In the mid 90's Microsoft sued their first person (as opposed to company) for putting a crack for MS Office on the web. The crack turned a $3.99 demo version of Office into the full blown product. In the end MS saw that you can't squeeze blood from a turnip, and offered a settlement that I'm told involved little to no cash.
While I realize Steve Jobs has a reputation for holding serious grudges on security leaks, the fact is taking this kid down to the mat does not enhance the shareholder bottom line.
This case will likely disappear after a month with a private settlement.
While I don't think the act was justified, there is a difference between breaking the GPL by using publicly-created source code in a commercial software and uploading beta compiled code for people to play with. One is making a profit from people's volunteer efforts, the other causes very little harm and may end up benefitting apple in the long run. It's not like the guy stole the Tiger source and is making his own version to sell.
I think that if you pay three times the cost (If you take my numbers seriously you need to take a paxil right about now) of a comparably equiped peecee you should get the OS for free. Or even better if you pay $129 for a new version of the OS you should phone support without having to pay more for it. Keep in mind, this is the company that charged $30 for a public beta of it's O/S and then charged another $130 for the REAL Public Beta of the O/S. Apple has no problem taking advantage of their customers loyalty. Thankfully there appears to be very little copy protection on the OS discs.
Yes, I know I'm being idealistic and naive...Apple is a company...yadda...yadda...
WARNING ZEALOTS READ HERE: I am a Mac user who has used windows in the past and I support it at work. I run FreeBSD on my x86 hardware.
a thousand words.
He Stole it, that's illegal and he deserves to go to jail. Most 'honest person'? Makes me wonder what kind of people he's met, honest people do not steal million dollar software!
Again, he stole it, he's a criminal! If it was your TV or car would you all be gushing about how good this guy is? No, you'd be looking for some rope...
You are abound by the terms of a contract even if you fail to read the terms.

- _Study material_:

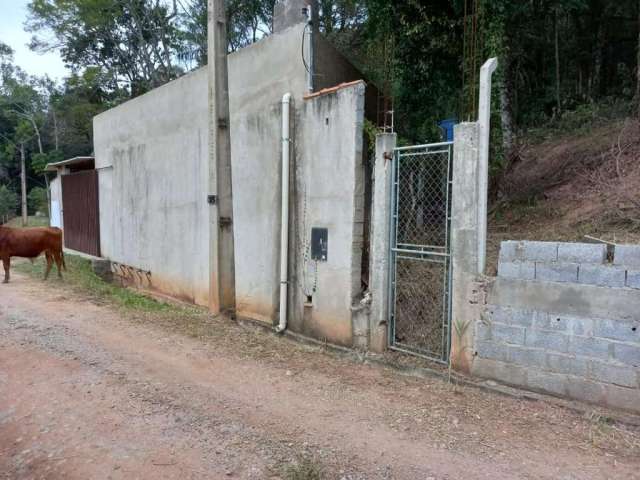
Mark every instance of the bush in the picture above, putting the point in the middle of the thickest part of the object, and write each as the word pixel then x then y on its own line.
pixel 8 202
pixel 37 200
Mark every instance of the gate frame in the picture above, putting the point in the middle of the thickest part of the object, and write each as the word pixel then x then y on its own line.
pixel 422 253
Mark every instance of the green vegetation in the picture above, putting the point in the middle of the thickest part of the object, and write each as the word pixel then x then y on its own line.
pixel 8 202
pixel 80 278
pixel 304 468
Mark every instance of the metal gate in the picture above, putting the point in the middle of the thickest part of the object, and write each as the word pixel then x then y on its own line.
pixel 420 267
pixel 80 213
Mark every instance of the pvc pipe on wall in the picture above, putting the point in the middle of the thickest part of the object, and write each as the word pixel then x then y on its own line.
pixel 484 121
pixel 284 225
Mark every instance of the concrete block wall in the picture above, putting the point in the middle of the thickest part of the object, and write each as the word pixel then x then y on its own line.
pixel 562 318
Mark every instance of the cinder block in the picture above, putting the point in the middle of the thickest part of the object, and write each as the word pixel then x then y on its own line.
pixel 622 330
pixel 511 316
pixel 618 375
pixel 633 278
pixel 501 371
pixel 513 251
pixel 581 326
pixel 557 272
pixel 492 351
pixel 627 354
pixel 582 389
pixel 521 270
pixel 547 382
pixel 622 397
pixel 602 275
pixel 598 348
pixel 549 321
pixel 527 357
pixel 548 340
pixel 582 253
pixel 569 364
pixel 627 255
pixel 508 334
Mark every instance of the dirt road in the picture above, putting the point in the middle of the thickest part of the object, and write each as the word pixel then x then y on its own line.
pixel 90 392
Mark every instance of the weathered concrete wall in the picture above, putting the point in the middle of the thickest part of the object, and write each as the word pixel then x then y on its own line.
pixel 259 76
pixel 380 242
pixel 56 202
pixel 329 193
pixel 152 156
pixel 466 303
pixel 563 320
pixel 150 153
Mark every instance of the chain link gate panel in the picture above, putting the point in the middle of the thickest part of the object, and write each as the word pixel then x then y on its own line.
pixel 420 267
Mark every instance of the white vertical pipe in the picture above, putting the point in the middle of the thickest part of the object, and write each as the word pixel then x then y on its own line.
pixel 311 52
pixel 484 121
pixel 284 225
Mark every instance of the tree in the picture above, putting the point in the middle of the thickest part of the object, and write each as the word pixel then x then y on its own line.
pixel 8 203
pixel 135 41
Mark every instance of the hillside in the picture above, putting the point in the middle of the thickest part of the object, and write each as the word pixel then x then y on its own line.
pixel 569 186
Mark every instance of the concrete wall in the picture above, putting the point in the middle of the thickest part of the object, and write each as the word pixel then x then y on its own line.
pixel 150 153
pixel 55 187
pixel 564 320
pixel 329 192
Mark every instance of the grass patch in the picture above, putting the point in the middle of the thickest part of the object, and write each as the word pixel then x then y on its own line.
pixel 80 278
pixel 305 468
pixel 31 222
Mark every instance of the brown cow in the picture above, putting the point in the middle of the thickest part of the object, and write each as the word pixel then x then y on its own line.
pixel 31 243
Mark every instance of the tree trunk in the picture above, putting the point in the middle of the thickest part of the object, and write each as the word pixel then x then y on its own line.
pixel 41 151
pixel 638 67
pixel 23 185
pixel 56 134
pixel 557 47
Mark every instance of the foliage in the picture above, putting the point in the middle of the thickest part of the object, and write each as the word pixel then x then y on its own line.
pixel 8 201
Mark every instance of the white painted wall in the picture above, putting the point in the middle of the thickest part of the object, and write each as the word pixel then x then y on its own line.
pixel 329 194
pixel 150 153
pixel 55 187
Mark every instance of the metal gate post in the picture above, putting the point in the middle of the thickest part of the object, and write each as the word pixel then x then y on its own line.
pixel 380 251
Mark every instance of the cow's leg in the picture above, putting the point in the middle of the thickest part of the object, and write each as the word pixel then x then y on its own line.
pixel 6 262
pixel 49 264
pixel 58 259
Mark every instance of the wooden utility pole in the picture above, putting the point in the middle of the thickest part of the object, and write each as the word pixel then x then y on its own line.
pixel 23 185
pixel 222 291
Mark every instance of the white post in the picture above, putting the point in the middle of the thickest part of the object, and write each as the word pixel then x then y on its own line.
pixel 380 240
pixel 484 121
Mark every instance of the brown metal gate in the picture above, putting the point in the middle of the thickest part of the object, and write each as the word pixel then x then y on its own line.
pixel 80 212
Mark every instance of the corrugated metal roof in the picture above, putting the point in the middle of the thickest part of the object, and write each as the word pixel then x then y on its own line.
pixel 52 167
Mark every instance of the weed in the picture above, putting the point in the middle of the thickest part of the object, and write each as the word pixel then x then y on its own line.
pixel 304 468
pixel 80 278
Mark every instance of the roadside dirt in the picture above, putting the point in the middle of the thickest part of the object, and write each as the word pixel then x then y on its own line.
pixel 90 392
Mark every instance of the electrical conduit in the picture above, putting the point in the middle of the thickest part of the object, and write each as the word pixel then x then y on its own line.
pixel 284 225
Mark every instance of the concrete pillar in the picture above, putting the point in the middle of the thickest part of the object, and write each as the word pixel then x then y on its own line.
pixel 380 238
pixel 484 121
pixel 464 241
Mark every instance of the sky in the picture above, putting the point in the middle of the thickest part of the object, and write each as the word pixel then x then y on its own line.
pixel 13 14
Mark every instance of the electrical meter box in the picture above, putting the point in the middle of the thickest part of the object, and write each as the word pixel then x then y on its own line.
pixel 319 244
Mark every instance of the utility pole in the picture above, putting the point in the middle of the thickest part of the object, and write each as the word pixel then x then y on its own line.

- _Instructions to follow_:
Do these statements agree with the comment thread? (a) The Office crack turned a $3.99 demo into the full product; (b) Apple charged $30 for a public beta of its OS; (c) the commenter who mentions FreeBSD runs it on Mac hardware. Give yes or no for each, quoting the deciding words. Answer from the text alone.

- _Expected output_:
(a) Yes: "The crack turned a $3.99 demo version of Office into the full blown product."
(b) Yes: "this is the company that charged $30 for a public beta of it's O/S"
(c) No: "I run FreeBSD on my x86 hardware."